### ABOUT THIS TASK
Copy out, word for word and in full, the passage about German identity in the analytic encounter.

### PASSAGE SHOWN
****************

When the question of German identity is at stake, it seems to me that we are dealing with a much more severe phenomenon than a relatively harmless satisfaction of the inclination to aggression. Rather, in the German encounter in the consulting room, when East and West meet in the analytic couple, a cultural border has to be overcome, confronting both protagonists with warded-off unwanted parts projected and forced into the other. My claim is that the struggle consists of deciding who in the analytic pair is the good and who is the evil (German) one.
In a 2016 article in The International Journal of Psychoanalysis (97/1), the Swiss psychoanalyst Bernard Reith described— in an intriguing metaphor drawing on Freud's statement that “the ego is not master in its own house”—what psychoanalysis does:
Opening analytic space is like opening one's home to turbulent guests, internal objects bringing unpleasant news from unconscious phantasy— news not only about trauma but also about drive, not only about what life has done to us but also what it makes us do. We would prefer to silence the visitors or, better still, find ways to lock the door (2016, p. 156).

****************

### STUDY MATERIAL
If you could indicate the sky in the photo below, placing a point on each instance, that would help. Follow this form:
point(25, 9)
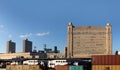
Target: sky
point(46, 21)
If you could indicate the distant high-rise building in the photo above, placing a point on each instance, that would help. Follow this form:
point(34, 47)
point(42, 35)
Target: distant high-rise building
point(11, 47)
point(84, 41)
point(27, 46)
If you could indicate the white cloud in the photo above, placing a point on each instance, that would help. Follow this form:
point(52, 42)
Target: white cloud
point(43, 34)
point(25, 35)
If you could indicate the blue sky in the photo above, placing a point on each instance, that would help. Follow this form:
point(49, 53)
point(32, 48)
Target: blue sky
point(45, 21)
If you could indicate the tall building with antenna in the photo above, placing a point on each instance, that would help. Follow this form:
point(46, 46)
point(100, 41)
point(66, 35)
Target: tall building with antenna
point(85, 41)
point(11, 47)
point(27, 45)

****************

### OUTPUT FOR THIS TASK
When the question of German identity is at stake, it seems to me that we are dealing with a much more severe phenomenon than a relatively harmless satisfaction of the inclination to aggression. Rather, in the German encounter in the consulting room, when East and West meet in the analytic couple, a cultural border has to be overcome, confronting both protagonists with warded-off unwanted parts projected and forced into the other. My claim is that the struggle consists of deciding who in the analytic pair is the good and who is the evil (German) one.
In a 2016 article in The International Journal of Psychoanalysis (97/1), the Swiss psychoanalyst Bernard Reith described— in an intriguing metaphor drawing on Freud's statement that “the ego is not master in its own house”—what psychoanalysis does:
Opening analytic space is like opening one's home to turbulent guests, internal objects bringing unpleasant news from unconscious phantasy— news not only about trauma but also about drive, not only about what life has done to us but also what it makes us do. We would prefer to silence the visitors or, better still, find ways to lock the door (2016, p. 156).